What the task asks: Repeat the entries exactly as they stand.

-------- Material shown

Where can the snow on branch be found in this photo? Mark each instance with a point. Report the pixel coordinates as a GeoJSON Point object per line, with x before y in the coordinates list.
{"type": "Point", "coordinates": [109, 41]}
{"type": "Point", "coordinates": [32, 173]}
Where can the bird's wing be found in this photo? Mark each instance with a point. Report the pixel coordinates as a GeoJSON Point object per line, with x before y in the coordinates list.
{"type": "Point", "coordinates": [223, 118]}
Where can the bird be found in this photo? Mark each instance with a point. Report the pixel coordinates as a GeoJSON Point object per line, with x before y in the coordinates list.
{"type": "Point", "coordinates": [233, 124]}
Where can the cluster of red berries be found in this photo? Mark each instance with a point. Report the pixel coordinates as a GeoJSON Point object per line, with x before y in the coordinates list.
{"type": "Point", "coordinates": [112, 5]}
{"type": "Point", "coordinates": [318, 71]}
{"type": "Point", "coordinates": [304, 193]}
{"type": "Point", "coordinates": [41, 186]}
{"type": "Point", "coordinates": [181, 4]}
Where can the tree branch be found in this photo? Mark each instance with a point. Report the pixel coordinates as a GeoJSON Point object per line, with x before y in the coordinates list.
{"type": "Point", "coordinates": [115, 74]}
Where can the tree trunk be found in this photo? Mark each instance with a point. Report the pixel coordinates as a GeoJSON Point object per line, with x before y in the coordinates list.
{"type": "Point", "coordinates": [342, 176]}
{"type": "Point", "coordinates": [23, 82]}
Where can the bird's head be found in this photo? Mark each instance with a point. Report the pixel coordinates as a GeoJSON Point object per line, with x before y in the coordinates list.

----------------

Expected answer:
Where can the snow on branch be found in this photo? Mark each instance with a point. Report the pixel coordinates as a GeoJSON Point object per line, with x before y in the coordinates list.
{"type": "Point", "coordinates": [109, 41]}
{"type": "Point", "coordinates": [32, 173]}
Where can the bird's wing be found in this photo? Mark each instance with a point. Report the pixel coordinates as a GeoJSON Point object per line, with x before y in the coordinates list.
{"type": "Point", "coordinates": [223, 118]}
Where can the bird be found in this photo? Mark each instance with a point. Report the pixel coordinates as a GeoJSON Point object per line, with x before y in the coordinates list.
{"type": "Point", "coordinates": [233, 124]}
Where can the cluster of red berries be found in this photo? Mark each instance with a point. Report the pixel coordinates as a GeoJSON Point object per line, with x before y in the coordinates list.
{"type": "Point", "coordinates": [112, 5]}
{"type": "Point", "coordinates": [318, 71]}
{"type": "Point", "coordinates": [304, 193]}
{"type": "Point", "coordinates": [41, 186]}
{"type": "Point", "coordinates": [181, 4]}
Where can the tree branch be found in this photo? Mark each instance with a point. Report the pixel coordinates as a GeoJSON Point object per line, with x before y in the coordinates list.
{"type": "Point", "coordinates": [115, 74]}
Where can the tree trunk be found in this photo? Mark each instance with a point. Report the pixel coordinates as a GeoJSON Point object per line, with x before y in the coordinates list.
{"type": "Point", "coordinates": [342, 176]}
{"type": "Point", "coordinates": [23, 82]}
Where can the bird's head be found in this photo? Mark each instance with a point. Report the pixel coordinates as a GeoJSON Point object per line, with x before y in the coordinates list.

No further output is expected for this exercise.